Beginning with the line containing "Expected: for every instance of the horse hoof, the" and ending with the last line of the records, set down every line exactly.

Records shown>
◆ ◆ ◆ ◆ ◆ ◆ ◆

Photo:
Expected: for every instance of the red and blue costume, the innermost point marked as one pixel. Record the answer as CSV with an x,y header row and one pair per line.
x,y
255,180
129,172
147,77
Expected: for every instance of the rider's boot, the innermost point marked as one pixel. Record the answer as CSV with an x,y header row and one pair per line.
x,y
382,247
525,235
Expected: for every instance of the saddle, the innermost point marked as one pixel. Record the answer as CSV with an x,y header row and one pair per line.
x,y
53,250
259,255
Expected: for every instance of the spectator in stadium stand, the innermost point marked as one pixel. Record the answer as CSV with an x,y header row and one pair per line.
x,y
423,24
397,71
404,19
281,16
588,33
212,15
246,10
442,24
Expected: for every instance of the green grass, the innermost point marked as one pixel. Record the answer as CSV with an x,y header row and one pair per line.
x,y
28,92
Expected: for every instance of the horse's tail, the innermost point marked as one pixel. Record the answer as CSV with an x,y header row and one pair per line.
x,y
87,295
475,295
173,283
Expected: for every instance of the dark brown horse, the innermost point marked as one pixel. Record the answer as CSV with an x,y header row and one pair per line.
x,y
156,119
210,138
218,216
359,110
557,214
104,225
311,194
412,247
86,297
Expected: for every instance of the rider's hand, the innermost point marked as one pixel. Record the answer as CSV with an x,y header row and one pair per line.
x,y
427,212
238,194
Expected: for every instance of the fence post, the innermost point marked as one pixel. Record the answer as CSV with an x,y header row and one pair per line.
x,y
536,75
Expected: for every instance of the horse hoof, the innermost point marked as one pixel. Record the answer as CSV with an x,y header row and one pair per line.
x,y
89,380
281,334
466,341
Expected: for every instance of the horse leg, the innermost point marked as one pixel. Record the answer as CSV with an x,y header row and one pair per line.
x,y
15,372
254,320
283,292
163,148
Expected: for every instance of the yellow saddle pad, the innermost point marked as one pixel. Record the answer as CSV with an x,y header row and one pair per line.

◆ ◆ ◆ ◆ ◆ ◆ ◆

Result of this task>
Expected: for every instance of the horse hoof, the innermost point marked as one pixel. Record the answer as CSV with an x,y header row and one pair per line.
x,y
89,380
281,334
466,341
Expected: for every instance of the horse leg, the innermost point marked as one pixel. Record the answer as CSV with an x,y header row and one pair per line.
x,y
15,372
254,320
283,292
163,148
Expected: for every instance of the yellow saddle pad, the innermost point marked as one pixel. Record the answer as CSV with an x,y header row and one pair per line.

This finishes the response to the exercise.